_TASK GOAL_:
In the records below, the line with "Where can you see the man's grey" opens the range and the line with "Where can you see the car tire?" closes it; print that range exactly and nothing else.

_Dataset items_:
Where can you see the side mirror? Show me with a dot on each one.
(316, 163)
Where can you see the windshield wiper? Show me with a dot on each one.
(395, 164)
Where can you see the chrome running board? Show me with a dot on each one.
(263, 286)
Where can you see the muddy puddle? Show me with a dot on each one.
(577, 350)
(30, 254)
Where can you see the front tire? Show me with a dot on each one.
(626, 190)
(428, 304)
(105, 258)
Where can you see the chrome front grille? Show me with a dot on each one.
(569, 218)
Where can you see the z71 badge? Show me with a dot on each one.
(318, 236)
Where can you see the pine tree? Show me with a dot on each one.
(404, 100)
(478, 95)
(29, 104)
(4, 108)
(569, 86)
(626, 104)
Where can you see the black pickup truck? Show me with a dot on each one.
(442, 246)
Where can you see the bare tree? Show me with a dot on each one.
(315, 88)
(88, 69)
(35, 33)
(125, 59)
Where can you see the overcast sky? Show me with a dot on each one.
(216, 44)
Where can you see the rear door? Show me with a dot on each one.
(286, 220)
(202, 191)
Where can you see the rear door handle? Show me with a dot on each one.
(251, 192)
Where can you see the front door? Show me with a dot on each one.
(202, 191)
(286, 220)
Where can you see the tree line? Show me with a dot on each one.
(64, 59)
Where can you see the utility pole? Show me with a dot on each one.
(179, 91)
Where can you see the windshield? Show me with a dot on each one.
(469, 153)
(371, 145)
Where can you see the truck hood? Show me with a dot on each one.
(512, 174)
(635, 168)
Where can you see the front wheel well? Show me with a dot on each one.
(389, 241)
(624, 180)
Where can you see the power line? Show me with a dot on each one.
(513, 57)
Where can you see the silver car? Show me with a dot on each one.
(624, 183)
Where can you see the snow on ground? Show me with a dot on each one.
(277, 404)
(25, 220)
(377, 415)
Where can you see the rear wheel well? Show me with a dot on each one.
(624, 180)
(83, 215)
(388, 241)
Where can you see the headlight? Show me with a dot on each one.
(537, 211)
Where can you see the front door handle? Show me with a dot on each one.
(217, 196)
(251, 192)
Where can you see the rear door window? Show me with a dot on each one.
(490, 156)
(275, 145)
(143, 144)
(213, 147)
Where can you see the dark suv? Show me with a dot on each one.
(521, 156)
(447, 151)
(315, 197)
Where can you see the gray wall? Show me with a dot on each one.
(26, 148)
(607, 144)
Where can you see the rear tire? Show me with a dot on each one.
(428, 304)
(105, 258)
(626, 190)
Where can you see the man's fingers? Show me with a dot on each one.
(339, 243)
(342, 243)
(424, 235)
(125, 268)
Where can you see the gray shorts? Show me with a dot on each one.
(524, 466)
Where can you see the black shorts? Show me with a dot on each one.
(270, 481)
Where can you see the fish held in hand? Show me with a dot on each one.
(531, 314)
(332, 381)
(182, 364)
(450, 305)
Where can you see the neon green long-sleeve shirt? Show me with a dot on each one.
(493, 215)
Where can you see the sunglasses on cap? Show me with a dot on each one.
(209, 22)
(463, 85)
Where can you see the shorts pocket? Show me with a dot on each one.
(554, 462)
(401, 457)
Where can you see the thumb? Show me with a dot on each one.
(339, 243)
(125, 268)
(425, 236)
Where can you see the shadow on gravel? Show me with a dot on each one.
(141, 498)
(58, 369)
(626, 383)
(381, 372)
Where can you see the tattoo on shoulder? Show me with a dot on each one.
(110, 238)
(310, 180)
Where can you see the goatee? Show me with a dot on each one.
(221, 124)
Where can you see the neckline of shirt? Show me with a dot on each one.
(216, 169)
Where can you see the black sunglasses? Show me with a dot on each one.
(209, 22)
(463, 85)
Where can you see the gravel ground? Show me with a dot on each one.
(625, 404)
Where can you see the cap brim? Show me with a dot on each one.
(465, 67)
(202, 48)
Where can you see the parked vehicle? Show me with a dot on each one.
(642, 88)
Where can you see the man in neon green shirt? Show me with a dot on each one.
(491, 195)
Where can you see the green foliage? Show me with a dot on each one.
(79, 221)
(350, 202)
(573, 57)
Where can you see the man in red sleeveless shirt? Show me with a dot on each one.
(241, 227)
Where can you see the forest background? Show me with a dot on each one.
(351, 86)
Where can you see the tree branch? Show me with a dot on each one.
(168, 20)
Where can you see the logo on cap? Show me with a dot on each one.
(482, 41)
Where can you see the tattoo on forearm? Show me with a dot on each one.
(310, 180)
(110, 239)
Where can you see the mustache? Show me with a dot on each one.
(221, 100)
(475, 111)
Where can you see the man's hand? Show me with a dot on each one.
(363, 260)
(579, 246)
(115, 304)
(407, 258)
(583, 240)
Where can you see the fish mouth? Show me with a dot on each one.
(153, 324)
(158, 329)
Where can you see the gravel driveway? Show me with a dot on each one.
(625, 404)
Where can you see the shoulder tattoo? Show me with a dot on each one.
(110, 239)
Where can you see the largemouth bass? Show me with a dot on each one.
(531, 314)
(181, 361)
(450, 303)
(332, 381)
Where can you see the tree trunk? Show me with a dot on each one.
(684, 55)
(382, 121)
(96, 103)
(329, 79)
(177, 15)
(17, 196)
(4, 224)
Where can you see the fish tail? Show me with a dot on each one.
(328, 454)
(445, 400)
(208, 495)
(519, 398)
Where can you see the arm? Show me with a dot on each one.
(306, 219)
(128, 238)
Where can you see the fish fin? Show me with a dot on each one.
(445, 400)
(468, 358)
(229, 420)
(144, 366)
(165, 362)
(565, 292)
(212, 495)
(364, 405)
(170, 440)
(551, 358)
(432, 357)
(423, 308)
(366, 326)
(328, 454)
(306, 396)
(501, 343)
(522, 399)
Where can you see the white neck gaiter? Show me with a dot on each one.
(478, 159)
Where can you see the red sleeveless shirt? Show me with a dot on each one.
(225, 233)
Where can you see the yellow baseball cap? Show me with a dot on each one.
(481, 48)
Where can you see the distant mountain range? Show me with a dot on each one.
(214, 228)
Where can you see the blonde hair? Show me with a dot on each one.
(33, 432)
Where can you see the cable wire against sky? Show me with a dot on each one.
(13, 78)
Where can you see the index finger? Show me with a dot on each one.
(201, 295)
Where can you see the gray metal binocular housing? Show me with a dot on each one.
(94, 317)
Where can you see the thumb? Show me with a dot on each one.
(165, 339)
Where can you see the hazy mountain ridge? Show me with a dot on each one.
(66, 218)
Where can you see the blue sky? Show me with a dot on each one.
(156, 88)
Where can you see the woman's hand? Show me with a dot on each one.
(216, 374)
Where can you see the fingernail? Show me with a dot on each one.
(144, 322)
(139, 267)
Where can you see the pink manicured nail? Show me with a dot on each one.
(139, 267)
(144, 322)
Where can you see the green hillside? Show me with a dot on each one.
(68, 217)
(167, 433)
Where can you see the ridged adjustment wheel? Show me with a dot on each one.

* * *

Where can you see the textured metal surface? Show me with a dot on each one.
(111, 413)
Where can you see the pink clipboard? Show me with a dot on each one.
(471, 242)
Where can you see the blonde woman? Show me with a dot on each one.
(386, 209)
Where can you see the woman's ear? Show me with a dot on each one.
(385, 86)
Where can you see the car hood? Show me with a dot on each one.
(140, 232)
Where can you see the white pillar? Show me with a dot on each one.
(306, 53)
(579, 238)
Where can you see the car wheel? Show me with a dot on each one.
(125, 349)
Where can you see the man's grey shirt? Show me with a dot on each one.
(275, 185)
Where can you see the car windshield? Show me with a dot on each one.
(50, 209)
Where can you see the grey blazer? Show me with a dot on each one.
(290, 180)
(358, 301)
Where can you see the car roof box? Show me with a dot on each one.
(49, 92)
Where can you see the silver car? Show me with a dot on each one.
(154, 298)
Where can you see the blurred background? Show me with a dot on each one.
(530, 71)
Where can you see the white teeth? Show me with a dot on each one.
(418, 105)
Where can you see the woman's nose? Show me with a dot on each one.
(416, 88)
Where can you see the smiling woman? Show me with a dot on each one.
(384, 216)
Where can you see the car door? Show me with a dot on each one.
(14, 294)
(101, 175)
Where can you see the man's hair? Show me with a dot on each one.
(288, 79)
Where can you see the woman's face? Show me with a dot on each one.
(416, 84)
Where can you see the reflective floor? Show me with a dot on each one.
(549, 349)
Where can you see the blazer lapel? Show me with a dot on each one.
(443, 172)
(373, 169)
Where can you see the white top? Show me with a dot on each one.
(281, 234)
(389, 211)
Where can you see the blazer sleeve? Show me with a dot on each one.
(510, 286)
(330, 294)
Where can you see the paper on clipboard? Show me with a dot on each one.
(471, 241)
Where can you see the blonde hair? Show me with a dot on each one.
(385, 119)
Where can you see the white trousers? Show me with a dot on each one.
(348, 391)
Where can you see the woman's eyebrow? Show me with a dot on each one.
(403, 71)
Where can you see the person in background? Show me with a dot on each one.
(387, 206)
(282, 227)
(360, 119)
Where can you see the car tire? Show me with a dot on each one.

_RESULT OF THE TASK_:
Where can you see the man's grey shirt? Show me with a dot on each one.
(275, 185)
Where can you see the car windshield? Show me with a dot on each one.
(50, 209)
Where can you see the grey blazer? Show me with a dot on each one.
(290, 180)
(358, 301)
Where can you see the car roof box? Show me with a dot on each one.
(49, 92)
Where can you see the silver car? Show me with a dot on each one.
(154, 298)
Where can you see the blurred background? Show me with a dot on each one.
(530, 71)
Where can you see the white teeth? Show me with a dot on each one.
(418, 105)
Where can you see the woman's nose? Show me with a dot on each one.
(416, 88)
Where can you see the smiling woman? Show me with a dot on each one.
(384, 216)
Where can you see the car door? Show me with a dot on each one.
(14, 294)
(101, 175)
Where can you see the man's hair? Show me with a dot on each one.
(288, 79)
Where can you see the woman's face? Show me with a dot on each one.
(416, 84)
Where can you see the reflective floor? Show me with a dot on each one.
(549, 349)
Where can you see the blazer lapel? Show me with a dot on each one.
(443, 172)
(373, 169)
Where can you see the white top? Show me with a dot on each one.
(281, 234)
(389, 211)
Where can you see the blazer sleeve? Show me with a dot on each one.
(510, 286)
(330, 294)
Where can you see the paper on clipboard? Show me with a dot on each one.
(471, 241)
Where can you see the blonde hair? Show me with a dot on each one.
(385, 119)
Where can you see the white trousers? Show me with a dot on each one.
(348, 391)
Where can you see the woman's eyebrow? Show me with a dot on each one.
(403, 71)
Where can you see the person in background? Show me with a dot on each one.
(387, 206)
(282, 227)
(360, 119)
Where can you see the car tire? Show me with a dot on each one.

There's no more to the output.